▶ TASK BRIEF
Return only the line that contains "Reviewer note: every instance of the dense" and each line after it, through the last line of the data below, copied exactly.

▶ DATA RECORDS
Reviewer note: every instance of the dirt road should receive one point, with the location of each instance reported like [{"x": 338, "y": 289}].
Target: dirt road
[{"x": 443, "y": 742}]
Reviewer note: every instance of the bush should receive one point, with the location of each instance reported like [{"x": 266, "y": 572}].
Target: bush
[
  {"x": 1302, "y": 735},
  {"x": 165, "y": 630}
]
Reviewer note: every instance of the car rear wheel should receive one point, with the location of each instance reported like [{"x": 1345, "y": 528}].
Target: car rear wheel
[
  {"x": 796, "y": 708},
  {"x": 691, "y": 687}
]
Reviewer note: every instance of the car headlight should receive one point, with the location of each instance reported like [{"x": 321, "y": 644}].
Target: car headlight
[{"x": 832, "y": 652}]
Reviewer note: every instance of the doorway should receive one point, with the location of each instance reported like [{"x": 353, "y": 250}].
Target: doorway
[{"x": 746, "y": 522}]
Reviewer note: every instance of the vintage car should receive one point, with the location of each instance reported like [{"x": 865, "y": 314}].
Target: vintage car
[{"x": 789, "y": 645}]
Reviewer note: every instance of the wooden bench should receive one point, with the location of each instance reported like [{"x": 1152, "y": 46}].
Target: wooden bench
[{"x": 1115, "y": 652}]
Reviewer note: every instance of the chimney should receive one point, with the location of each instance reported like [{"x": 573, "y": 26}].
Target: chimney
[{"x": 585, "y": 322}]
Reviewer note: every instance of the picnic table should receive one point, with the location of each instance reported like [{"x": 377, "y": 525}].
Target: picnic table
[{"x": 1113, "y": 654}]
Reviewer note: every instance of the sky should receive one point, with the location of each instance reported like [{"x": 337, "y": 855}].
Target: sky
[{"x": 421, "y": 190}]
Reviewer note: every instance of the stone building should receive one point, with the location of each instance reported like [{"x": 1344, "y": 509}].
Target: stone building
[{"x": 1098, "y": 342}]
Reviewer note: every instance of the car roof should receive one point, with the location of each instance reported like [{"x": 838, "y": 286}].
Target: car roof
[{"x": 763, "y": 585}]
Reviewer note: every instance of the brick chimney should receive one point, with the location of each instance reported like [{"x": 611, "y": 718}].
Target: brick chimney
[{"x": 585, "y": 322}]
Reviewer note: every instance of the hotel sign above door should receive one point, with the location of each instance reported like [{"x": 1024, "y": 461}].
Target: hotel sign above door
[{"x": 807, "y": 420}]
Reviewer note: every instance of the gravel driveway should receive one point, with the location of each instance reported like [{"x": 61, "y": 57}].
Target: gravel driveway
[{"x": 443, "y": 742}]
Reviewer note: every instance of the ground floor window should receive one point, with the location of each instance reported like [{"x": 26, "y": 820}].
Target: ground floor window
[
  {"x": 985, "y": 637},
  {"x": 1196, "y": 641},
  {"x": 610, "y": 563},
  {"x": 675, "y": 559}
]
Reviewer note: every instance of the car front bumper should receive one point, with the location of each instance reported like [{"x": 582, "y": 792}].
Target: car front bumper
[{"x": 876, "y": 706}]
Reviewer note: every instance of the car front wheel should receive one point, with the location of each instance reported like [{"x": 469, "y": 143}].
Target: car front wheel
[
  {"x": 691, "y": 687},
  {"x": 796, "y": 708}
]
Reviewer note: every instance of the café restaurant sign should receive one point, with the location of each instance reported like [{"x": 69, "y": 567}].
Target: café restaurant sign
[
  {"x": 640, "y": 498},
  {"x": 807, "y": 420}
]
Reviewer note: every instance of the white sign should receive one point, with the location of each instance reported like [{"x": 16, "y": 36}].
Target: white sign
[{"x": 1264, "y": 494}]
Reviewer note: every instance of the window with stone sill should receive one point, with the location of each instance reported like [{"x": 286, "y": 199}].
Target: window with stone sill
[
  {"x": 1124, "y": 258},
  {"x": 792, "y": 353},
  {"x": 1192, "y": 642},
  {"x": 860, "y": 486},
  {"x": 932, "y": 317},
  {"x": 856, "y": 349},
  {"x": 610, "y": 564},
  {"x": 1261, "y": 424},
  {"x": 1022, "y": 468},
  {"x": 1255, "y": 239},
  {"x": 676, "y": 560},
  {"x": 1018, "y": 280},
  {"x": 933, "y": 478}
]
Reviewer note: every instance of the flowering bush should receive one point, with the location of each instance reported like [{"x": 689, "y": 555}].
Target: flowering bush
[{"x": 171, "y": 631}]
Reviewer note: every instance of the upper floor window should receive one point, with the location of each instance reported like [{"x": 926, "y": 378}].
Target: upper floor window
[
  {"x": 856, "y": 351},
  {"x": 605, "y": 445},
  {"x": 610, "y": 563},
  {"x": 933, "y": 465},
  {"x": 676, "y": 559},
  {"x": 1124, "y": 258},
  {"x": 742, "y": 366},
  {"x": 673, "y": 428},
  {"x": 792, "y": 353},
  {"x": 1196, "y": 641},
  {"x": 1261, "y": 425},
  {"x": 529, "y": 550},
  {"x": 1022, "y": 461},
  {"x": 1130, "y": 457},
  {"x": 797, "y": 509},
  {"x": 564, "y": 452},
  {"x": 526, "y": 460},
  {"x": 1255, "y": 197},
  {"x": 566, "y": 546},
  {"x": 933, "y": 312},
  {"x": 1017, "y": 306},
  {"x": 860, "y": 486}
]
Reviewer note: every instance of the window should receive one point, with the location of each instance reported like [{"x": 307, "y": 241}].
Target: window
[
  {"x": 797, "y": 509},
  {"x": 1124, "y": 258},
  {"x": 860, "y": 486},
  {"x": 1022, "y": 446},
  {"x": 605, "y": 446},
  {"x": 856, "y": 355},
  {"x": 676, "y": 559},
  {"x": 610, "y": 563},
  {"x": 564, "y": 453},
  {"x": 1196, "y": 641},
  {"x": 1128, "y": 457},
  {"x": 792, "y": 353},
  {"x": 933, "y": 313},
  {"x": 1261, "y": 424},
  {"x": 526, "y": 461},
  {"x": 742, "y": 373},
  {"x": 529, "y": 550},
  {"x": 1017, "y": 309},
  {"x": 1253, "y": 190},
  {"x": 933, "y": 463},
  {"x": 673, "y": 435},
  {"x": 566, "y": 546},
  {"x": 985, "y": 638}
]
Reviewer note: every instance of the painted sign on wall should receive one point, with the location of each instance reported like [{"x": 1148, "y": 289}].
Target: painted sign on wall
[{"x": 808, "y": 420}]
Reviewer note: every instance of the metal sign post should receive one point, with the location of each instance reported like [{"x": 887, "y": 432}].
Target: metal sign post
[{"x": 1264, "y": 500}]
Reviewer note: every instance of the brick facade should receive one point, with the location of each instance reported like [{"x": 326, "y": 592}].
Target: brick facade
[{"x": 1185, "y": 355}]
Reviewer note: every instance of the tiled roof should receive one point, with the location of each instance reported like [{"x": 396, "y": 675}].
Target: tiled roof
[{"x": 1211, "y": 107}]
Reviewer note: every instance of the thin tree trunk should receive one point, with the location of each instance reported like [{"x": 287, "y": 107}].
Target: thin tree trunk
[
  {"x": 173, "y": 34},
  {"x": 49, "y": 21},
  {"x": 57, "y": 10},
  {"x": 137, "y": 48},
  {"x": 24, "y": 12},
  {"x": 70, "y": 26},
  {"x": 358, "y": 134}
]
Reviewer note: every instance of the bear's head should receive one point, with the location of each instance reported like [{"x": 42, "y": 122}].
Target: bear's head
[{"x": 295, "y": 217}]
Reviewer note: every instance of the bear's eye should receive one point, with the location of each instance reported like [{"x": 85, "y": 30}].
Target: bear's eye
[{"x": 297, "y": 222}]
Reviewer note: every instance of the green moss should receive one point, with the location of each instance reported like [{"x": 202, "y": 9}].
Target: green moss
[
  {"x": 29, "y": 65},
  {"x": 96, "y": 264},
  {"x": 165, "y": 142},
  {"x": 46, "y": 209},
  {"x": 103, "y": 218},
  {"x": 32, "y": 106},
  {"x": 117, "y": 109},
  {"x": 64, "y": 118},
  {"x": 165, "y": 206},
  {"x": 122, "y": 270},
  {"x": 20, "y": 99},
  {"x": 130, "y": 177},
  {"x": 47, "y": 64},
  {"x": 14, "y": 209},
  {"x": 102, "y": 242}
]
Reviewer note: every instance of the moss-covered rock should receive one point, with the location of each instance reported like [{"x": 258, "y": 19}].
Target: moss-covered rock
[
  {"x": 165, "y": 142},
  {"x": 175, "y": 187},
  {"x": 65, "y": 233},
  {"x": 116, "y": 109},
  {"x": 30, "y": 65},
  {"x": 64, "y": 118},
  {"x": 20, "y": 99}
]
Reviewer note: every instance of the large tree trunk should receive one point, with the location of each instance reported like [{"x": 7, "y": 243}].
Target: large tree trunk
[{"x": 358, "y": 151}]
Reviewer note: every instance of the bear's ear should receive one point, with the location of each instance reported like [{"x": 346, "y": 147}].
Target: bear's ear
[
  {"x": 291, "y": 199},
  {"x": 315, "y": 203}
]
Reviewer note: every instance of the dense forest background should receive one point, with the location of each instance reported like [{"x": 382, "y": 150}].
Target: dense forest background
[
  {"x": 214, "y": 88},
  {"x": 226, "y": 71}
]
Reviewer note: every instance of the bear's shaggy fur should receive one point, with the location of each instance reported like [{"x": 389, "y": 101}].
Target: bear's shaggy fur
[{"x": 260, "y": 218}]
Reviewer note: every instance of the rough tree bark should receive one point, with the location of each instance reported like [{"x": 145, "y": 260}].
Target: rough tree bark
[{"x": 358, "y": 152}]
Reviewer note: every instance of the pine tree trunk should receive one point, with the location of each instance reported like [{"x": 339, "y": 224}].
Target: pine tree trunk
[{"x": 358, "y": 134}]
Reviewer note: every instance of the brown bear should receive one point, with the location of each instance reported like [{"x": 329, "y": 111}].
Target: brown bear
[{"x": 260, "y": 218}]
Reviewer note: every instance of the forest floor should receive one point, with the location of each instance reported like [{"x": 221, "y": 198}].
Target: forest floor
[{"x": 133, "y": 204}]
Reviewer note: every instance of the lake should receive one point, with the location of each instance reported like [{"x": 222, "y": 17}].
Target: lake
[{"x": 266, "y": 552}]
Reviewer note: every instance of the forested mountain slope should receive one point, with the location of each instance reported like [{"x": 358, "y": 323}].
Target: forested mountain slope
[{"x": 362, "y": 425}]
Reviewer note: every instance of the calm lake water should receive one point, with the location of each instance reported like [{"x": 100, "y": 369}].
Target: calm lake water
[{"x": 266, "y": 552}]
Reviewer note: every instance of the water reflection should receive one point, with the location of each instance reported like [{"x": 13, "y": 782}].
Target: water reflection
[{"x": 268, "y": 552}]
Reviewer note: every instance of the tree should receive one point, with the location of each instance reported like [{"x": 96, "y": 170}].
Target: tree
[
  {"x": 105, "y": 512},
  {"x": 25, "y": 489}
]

▶ RESPONSE TO THIS EXERCISE
Reviewer note: every instance of the dense forest background should receive one point, with the location of each instance reported like [{"x": 382, "y": 150}].
Target: dense forest background
[
  {"x": 214, "y": 88},
  {"x": 226, "y": 71}
]
Reviewer note: every instance of the bear's shaggy fur should receive one point, with the location of each instance reported like [{"x": 389, "y": 101}].
Target: bear's shaggy fur
[{"x": 260, "y": 218}]
Reviewer note: every instance of the rough tree bark should receive one point, with the location of each instance reported like [{"x": 145, "y": 260}].
Target: rough tree bark
[{"x": 358, "y": 152}]
Reviewer note: every instance of the pine tree trunk should receive one point, with the location of each instance reported like [{"x": 339, "y": 224}].
Target: pine tree trunk
[{"x": 358, "y": 134}]
Reviewer note: every instance of the brown bear should receive one point, with the location of each instance reported like [{"x": 329, "y": 111}].
Target: brown bear
[{"x": 260, "y": 218}]
Reviewer note: every instance of the forest floor should receive one point, with the location of each instance reported like [{"x": 221, "y": 198}].
Target: forest floor
[{"x": 133, "y": 204}]
Reviewer note: every instance of the lake should receive one point, with the location of each instance reported like [{"x": 222, "y": 17}].
Target: lake
[{"x": 266, "y": 552}]
Reviewer note: every instance of the forested mountain slope should receive one point, with the location of each instance reported like [{"x": 358, "y": 323}].
Target: forested mountain slope
[{"x": 362, "y": 425}]
Reviewer note: every instance of the calm lake water should receive one point, with the location of each instance reported like [{"x": 100, "y": 369}].
Target: calm lake water
[{"x": 266, "y": 552}]
Reviewer note: every instance of the water reflection should receive one point, with the location of each instance reported like [{"x": 13, "y": 782}].
Target: water reflection
[{"x": 268, "y": 552}]
Reviewer note: every instance of the tree should receive one point, with the location of each instance reported like [{"x": 96, "y": 170}].
Target: tree
[
  {"x": 105, "y": 512},
  {"x": 25, "y": 489}
]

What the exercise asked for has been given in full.